### Given records
....................

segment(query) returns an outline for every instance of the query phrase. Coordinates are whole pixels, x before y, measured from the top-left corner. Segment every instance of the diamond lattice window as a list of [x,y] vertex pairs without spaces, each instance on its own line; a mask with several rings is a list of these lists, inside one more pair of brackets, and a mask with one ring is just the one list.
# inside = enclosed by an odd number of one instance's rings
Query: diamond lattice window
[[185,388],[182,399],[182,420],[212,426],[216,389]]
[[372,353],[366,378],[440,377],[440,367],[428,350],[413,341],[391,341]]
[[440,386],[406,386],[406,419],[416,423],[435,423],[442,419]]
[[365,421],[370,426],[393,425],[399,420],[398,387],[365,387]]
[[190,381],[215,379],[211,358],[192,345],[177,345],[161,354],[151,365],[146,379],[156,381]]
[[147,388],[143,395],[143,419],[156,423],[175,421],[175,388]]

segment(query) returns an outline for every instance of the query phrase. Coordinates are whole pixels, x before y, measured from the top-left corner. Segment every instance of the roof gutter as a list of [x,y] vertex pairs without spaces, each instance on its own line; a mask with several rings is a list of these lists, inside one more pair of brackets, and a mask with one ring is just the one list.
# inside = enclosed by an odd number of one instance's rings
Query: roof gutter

....................

### What to do
A word-for-word copy of the data is what should be returned.

### The completed task
segment(query) returns an outline for every instance of the query phrase. Coordinates are whole pixels, x before y, measured from the top-left corner. Segment every instance of the diamond lattice window as a list of [x,y] vertex pairs without spaces, each instance on its own line; a mask with several rings is a list of these lists, inside one more pair of brackets, and a mask with one ring is just the one list.
# inside = enclosed by an odd number of one instance's rings
Query: diamond lattice window
[[185,388],[182,399],[182,420],[212,426],[216,389]]
[[372,353],[366,378],[440,377],[440,367],[428,350],[413,341],[391,341]]
[[440,386],[406,386],[406,419],[416,423],[435,423],[442,419]]
[[365,421],[370,426],[393,425],[399,420],[398,387],[365,387]]
[[190,381],[215,379],[211,358],[192,345],[177,345],[161,354],[151,365],[146,379],[156,381]]
[[147,388],[143,395],[143,419],[156,423],[175,421],[175,388]]

segment(query) returns an outline for every instance of the query phrase. Coordinates are whole pixels, x before y, measured from the top-left corner. Segment every instance of the roof gutter as a list of [x,y] vertex pairs without spaces, each instance on its own line; a mask with several rings is a list of these lists, inside one more pair of brackets, and a mask with one ring is just the one list.
# inside = enclosed by an odd number of one instance's rings
Query: roof gutter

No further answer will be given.